_Task prompt:_
Every line of the listing is to be printed again exactly.

────

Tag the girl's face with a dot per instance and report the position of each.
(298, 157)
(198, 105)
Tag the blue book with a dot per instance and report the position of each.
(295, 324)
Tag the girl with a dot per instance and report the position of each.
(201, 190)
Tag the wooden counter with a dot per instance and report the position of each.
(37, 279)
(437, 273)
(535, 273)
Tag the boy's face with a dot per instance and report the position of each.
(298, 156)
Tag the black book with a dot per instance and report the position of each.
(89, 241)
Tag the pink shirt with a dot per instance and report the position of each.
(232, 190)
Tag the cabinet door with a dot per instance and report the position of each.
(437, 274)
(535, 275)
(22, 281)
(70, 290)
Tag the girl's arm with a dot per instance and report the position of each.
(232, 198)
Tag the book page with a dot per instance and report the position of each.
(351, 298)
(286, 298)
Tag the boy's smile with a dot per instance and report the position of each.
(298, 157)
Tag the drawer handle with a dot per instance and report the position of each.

────

_Exercise solution:_
Tag the girl's face with a dot per instance and report the position of each.
(298, 157)
(198, 105)
Tag the blue book with a dot per instance and report the position of each.
(295, 324)
Tag the girl with a dot per instance and report the position of each.
(201, 190)
Tag the wooden counter with a dot per instance and report the position of each.
(37, 279)
(437, 273)
(535, 273)
Tag the boy's face with a dot per instance and report the position of each.
(298, 156)
Tag the black book with a dot per instance and report the position of each.
(89, 241)
Tag the pink shirt with a dot per instance and report the position of each.
(232, 190)
Tag the cabinet door with a dot per instance and report the position of each.
(437, 274)
(535, 275)
(22, 281)
(70, 290)
Tag the girl's arm with a dot per instance and report the position of each.
(232, 198)
Tag the book page with a dot per instance and report the position of each.
(351, 298)
(286, 298)
Tag the boy's smile with a dot per instance and report the position of each.
(298, 157)
Tag the drawer handle with a dot per instance and report the position of each.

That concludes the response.